| TEXT PROVIDED |
|---|

WGS analysis : Lachesis
This site makes available the results from a phenotype association study using low-pass whole genome sequencing from 962 individuals from the CHARGE consortium. The data, and a user-friendly interface, are available in the form of an R package which makes use of R's powerful plotting capabilities. A more detailed description of the study design and analyses are available in:
Whole-genome sequence–based analysis of high-density lipoprotein cholesterol.
Alanna C Morrison, Arend Voorman, Andrew D Johnson, Xiaoming Liu, Jin Yu, Alexander Li, Donna Muzny, Fuli Yu, Kenneth Rice, Chengsong Zhu, Joshua Bis, Gerardo Heiss, Christopher J O'Donnell, Bruce M Psaty, L Adrienne Cupples, Richard Gibbs & Eric Boerwinkle for the Cohorts for Heart and Aging Research in Genetic Epidemiology (CHARGE) Consortium.
lachesis is an R package which which coordinates the display of summary statistics from a suite of genotype-phenotype analyses, which we illustrate with an analysis of HDL cholesterol. The package takes as input either a gene name or a range of positions (in hg19 coordinates) and returns summary statistics for the analyses in that region, which can be plotted or viewed as a table. The package is available here: Lachesis Download page
Description of the R Package:
Documentation for the package is contained in R, which can be accessed for the two main functions with the commands:
R\>?lachesis
or
R\>?lachesis.gene
Some illustrative examples of the package capabilities can be seen with the command:
R\>example(lachesis)
Installation instructions:
The package can be installed in R on Windows, Mac OSX, or Linux via the command
R\> install.packages("/path_to_directory/lachesis_1.1.tar.gz", type="source")
where "/path_to_directory/" specifies where you have downloaded the file.
If you do not have R, you can find the latest version and installation instructions here: http://www.r-project.org/
Description of the available data:
For any particular region, the following tables of summary statistics are available, and returned when queried using the R package. Each statistic was adjusted for age, sex, BMI and cohort.
mafs
The position (chr.pos) and frequency (frqs) of each variant in the specified window.
gwas
For each common variant (maf > 1%), the position (pos) and log10 p-value (logp) from a Wald test for additive effects of the variant
exono
For each gene in the region, the transcript name (name), position range (start.pos, end.pos), log10 p-values from SKAT and T1 tests (logp.skat, logp.t1), and number of coding variants (Ncoding)
exonp
For each gene in the region, the transcript name (name), position range (start.pos, end.pos), log10 p-values from SKAT and T1 tests (logp.skat, logp.t1), and number of coding and non-coding variants for each gene in the window (Ncoding, Nnoncoding). This differs from the exono table of results in that the tests include non-coding variants in splice sites, intron1 and upstream/downstream of the gene.
slide
For each 4kb window (with 2 kb overlap), the position range (start.pos,end.pos), log10 p-values from SKAT and T1 tests, (logp.skat, logp.t1), the number of variants (Nsnp), and the number of rare variants (defined as those with maf < 1%) (Nt1)
oreg
For each region annotated by ORegAnno, the name (name), position range (start.pos, end.pos), log10 p-values from SKAT and T1 tests (logp.skat, logp.t1), the number of variants (Nsnp), the number of rare variants (defined as those with maf < 1%) (Nt1).

|---|

| GIVEN RECORDS |
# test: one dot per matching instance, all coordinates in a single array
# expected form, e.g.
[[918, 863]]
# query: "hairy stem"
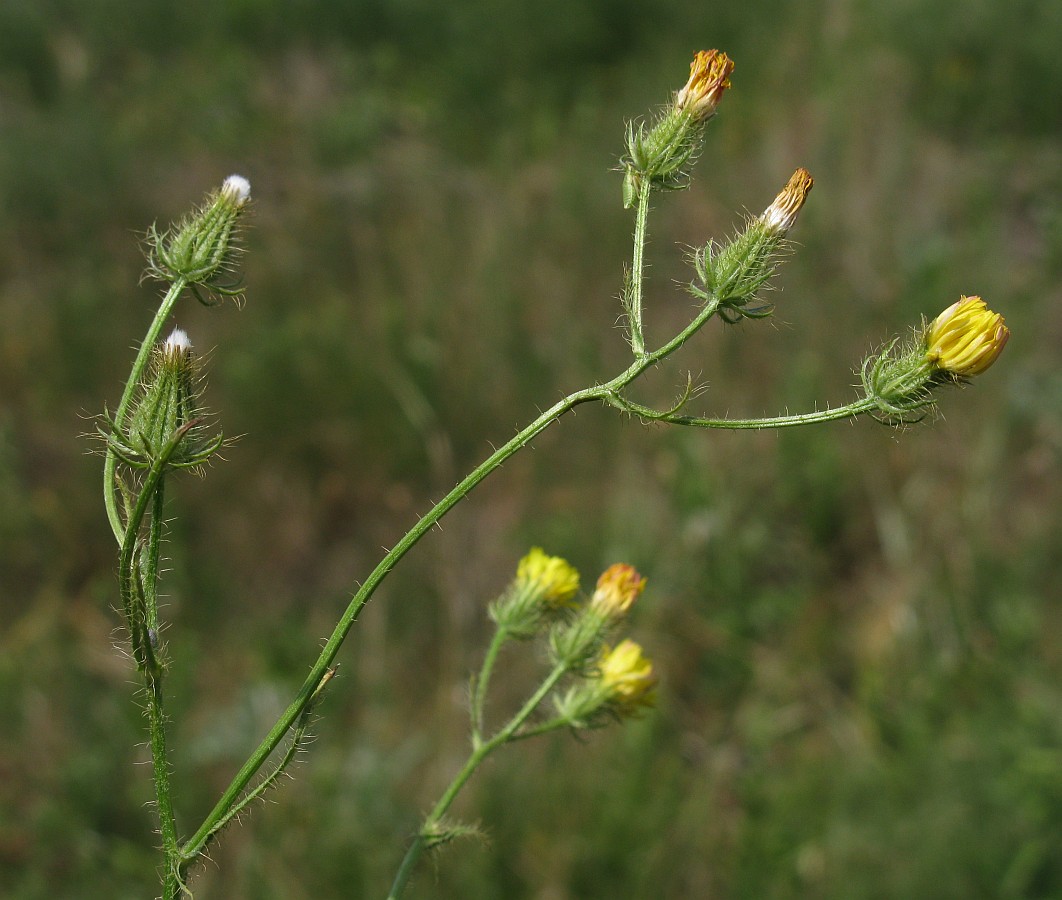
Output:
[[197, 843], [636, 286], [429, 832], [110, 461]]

|---|

| TASK TO COMPLETE |
Write out, word for word, the part of the Lachesis package page that opens with the words containing "lachesis is an" and closes with "R\>example(lachesis)". The rows are not needed for anything here.

| EXERCISE ANSWER |
lachesis is an R package which which coordinates the display of summary statistics from a suite of genotype-phenotype analyses, which we illustrate with an analysis of HDL cholesterol. The package takes as input either a gene name or a range of positions (in hg19 coordinates) and returns summary statistics for the analyses in that region, which can be plotted or viewed as a table. The package is available here: Lachesis Download page
Description of the R Package:
Documentation for the package is contained in R, which can be accessed for the two main functions with the commands:
R\>?lachesis
or
R\>?lachesis.gene
Some illustrative examples of the package capabilities can be seen with the command:
R\>example(lachesis)